_Set problem_:
Echo every one of the items below word for word, leaving out the pictures.

= = = = =

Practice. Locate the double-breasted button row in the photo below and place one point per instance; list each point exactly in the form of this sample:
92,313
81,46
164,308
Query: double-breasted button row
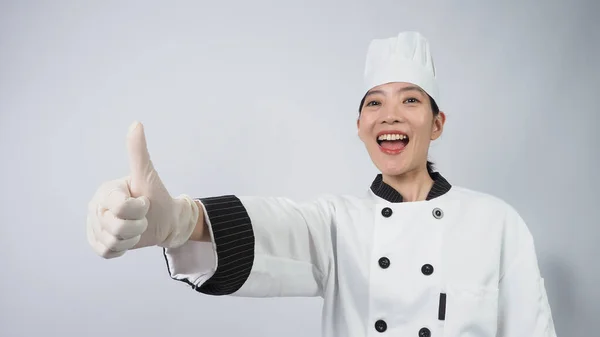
424,332
384,262
381,326
426,269
437,212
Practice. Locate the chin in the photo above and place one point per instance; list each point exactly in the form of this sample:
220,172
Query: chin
391,168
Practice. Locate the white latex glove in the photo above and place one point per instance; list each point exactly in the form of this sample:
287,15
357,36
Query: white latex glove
138,211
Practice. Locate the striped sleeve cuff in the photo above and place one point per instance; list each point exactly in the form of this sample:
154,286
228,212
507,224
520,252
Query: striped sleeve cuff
233,241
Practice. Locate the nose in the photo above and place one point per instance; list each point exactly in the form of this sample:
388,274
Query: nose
392,115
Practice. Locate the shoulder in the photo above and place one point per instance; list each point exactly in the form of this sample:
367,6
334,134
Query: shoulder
469,198
490,207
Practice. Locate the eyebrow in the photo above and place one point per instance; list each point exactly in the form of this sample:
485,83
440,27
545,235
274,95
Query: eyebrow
409,88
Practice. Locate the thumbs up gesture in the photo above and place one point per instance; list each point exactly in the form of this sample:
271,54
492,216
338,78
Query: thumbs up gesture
137,211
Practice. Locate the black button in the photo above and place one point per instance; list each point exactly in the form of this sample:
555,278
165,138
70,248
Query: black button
386,212
380,326
384,262
427,269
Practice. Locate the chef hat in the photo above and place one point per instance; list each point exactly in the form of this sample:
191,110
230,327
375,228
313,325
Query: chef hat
405,58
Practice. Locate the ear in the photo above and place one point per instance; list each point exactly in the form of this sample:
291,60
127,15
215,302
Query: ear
438,125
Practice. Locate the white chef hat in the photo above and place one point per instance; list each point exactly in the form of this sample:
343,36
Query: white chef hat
404,58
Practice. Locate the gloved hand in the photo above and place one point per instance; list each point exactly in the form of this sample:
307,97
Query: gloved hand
138,211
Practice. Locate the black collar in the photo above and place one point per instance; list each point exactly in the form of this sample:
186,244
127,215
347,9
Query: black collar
387,192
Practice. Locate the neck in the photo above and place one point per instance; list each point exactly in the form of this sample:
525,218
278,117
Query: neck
413,185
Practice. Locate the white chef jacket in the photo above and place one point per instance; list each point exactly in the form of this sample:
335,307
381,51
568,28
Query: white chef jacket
461,263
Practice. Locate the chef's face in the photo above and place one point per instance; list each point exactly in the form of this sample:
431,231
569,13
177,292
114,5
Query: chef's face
397,124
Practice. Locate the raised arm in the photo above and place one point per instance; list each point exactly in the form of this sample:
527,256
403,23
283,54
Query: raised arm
524,310
257,247
246,246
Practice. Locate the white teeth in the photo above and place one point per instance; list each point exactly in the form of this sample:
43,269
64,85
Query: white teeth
392,137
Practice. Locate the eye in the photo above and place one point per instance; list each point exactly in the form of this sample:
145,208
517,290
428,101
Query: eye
411,100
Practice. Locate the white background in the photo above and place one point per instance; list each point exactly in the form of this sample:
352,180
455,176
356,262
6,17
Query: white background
261,97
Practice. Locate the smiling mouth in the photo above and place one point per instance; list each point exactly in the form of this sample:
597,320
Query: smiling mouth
392,143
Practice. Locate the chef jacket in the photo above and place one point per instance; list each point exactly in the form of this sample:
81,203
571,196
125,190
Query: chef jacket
460,263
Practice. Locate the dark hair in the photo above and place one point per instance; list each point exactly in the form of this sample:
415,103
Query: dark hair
434,108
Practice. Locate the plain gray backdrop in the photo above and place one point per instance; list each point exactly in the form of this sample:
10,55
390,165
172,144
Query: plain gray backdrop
261,98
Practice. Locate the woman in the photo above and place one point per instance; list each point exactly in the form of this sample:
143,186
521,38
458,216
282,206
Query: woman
416,256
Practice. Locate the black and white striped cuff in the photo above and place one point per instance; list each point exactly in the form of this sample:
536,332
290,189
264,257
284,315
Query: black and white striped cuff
234,239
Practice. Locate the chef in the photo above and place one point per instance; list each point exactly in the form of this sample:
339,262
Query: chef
414,256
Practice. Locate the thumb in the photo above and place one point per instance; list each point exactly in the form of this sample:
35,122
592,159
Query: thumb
140,165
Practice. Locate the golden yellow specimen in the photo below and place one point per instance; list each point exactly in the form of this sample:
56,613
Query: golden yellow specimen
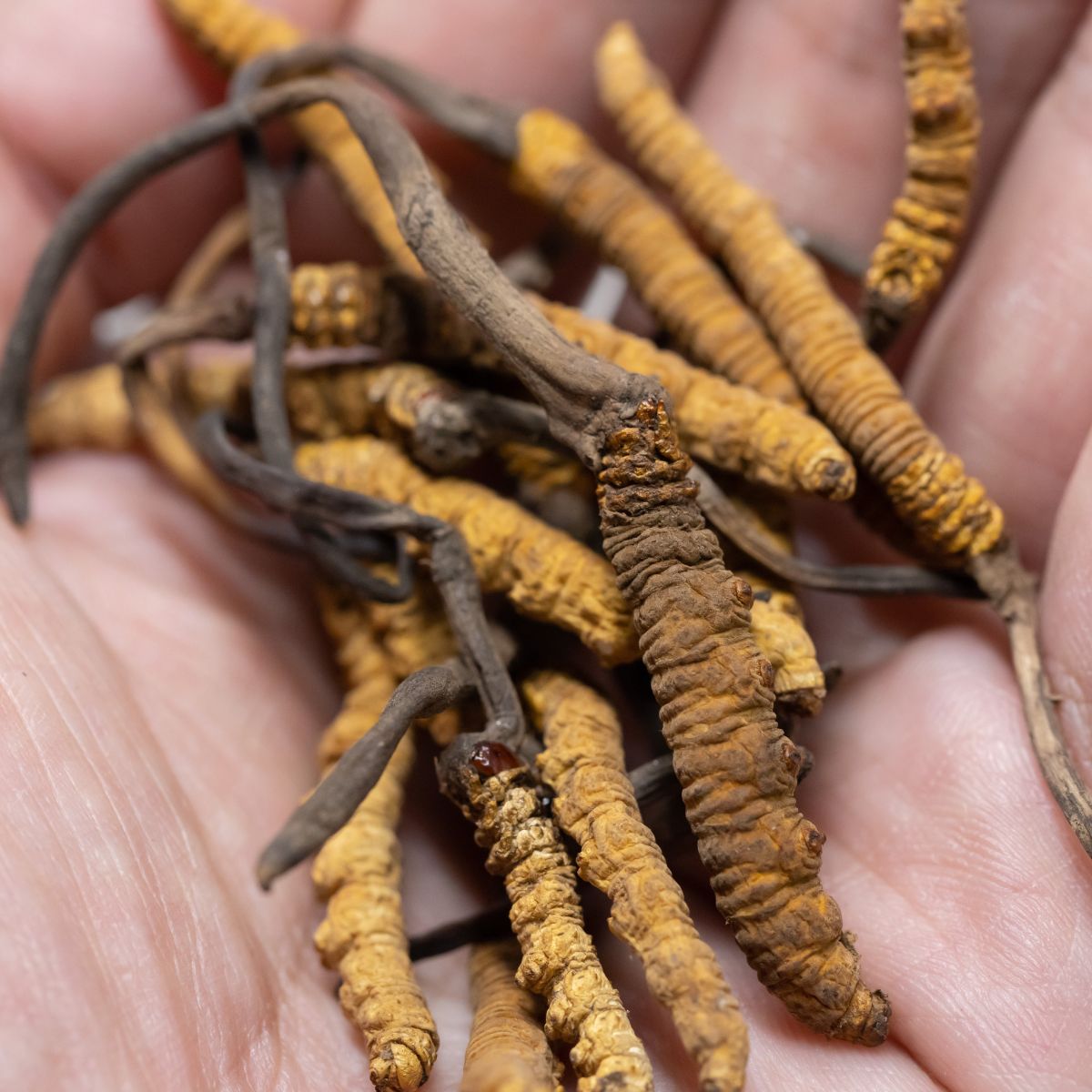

= = = = =

_Exercise solution_:
Practice. Locate the double-breasted button row in the photo below and place one point per instance; list each point exactly in the form of this sample:
92,313
81,46
164,308
Query: double-breasted button row
424,332
384,262
381,326
426,269
437,212
Practice. Locate the chin in the photo above and place one point per instance; list each point exactly in the form of this sample:
220,172
Query: chin
391,168
Practice. Locate the white latex glove in the photo above and place one point per instance; list each point exactly in the form of this sample:
287,15
357,36
Query: white latex glove
138,211
Practice. Locate the striped sleeve cuff in the photo above and place one point per instance; list each point exactly in the form of this sample:
154,286
228,212
507,224
520,252
Query: striped sleeve cuff
233,241
Practice. Locate the nose in the photo above and place one point per instance; list each point exactly in the form of this sample:
388,274
Query: nose
392,115
Practice. Locate the shoulder in the photo above and place one point per instance; list each point exactly in the form of this sample:
367,6
334,134
Query: shoulder
469,198
490,207
Practice. Locate the eyebrow in the photo above and place one point per instance; list each point exactly in the form of this sample:
485,83
440,27
545,235
274,95
Query: eyebrow
409,88
Practice. Locate the thumbs up gesture in the photo above and place one point per instance; list each point exactly in the form of this sample:
271,54
492,216
338,78
Query: thumbs up gesture
137,211
Practice. Locate the black button in the photo above and place one point per instance; list each point exactly in the form of this sample:
555,278
165,138
70,248
Query: black button
386,212
380,326
384,262
427,269
Practice. Locate the chef hat in the photo above and place one point per instance; list each point exactly in the form of this sample:
191,110
230,327
375,228
313,325
Query: chef hat
405,58
Practice. Locate the ear in the photo above and place one point per instance; list each point exactly in the form of this sample:
291,60
127,15
215,302
Query: ear
438,125
Practice. Locate the white chef hat in the photo above and place one point per instance; list each point exactly in the form of this sample:
343,36
Query: white chef hat
404,58
Practice. Locate the gloved hand in the photo above and place one point per instance; list each point exactly in the form of this sample:
307,97
Query: gloved hand
138,211
Practice. Locate the black collar in the photo above and place one point per instance; list each point exactly in the form of this sample:
186,244
127,215
347,9
Query: black collar
387,192
Practice. Locate the neck in the photo above and place one point per instance; list each point exactly in the form of this sample:
525,218
278,117
Query: neck
413,185
Practice. Locate the white chef jacket in the photo above and place one point per instance; list each point exactly in the form of this sample:
335,307
381,51
568,28
Query: white chef jacket
461,263
Practice. Locate the chef's face in the photo above and place one point per instance; list each point exactly in the form of this sample:
431,231
569,13
177,292
114,5
Query: chef's face
397,124
Practice. Locate the raised arm in the photo above and place one point per instance; list each point exactly in the form of this sample:
527,256
403,23
283,54
Query: raised arm
524,310
257,247
246,246
Practice. Locate the white teeth in the photo above and place one point per instance; list each point exactly in the form of this sample:
43,269
64,85
Query: white teeth
392,137
Practice. Locate the eye in the photo above and place one point per instance; list each point exactly in the form of this sample:
145,208
517,290
428,101
Query: eye
411,100
Practice. Locate the white background in the photo above and place one point per instance; list each point exactly in the form of this sample:
352,180
455,176
356,262
6,17
Query: white background
261,97
Practice. Locate the smiling mouth in the photo above and place one point per instance; list each point exactly in the form of this sample:
597,320
Query: smiling mouth
392,143
Practice. Locate the chef jacket in the photo above and place one point per instance; list each point exactly in the form of this sample:
81,203
571,196
125,190
Query: chef jacket
460,263
Practice. Locate the dark hair in the photo above and place one point per instance; list each point exactly in the form of this sample:
415,103
Query: dark hair
434,108
Practice. Locate the plain gray backdrop in the photo above and place one point per instance; list each point exactly in the form of this sample:
10,55
390,165
172,144
Query: plain gray backdrop
261,98
Practice. Locate the woman in the photo above and place one point per instance; list each point exactly in the form of this sample:
143,186
521,38
458,216
282,206
Query: woman
416,256
Practice. Locate the black and white striped cuff in the photo above and place one point per instance; list each point exactly in the form of this sample:
536,332
290,189
264,257
284,315
Query: black and white striped cuff
234,239
Practice. Locate the chef in the photo above and place one point per instance; list each point exactly in the form of this sample:
339,262
Query: chef
414,256
Practice. Locate the thumb in the photo above and place one point per instance; list each point exactly in the form of this sample:
35,122
592,159
Query: thumb
140,165
Practice. Locate the golden yellow specimen in the photo below and place one point per instance; list each point exactly in the form of this sample:
56,613
Query: golden yellow specimen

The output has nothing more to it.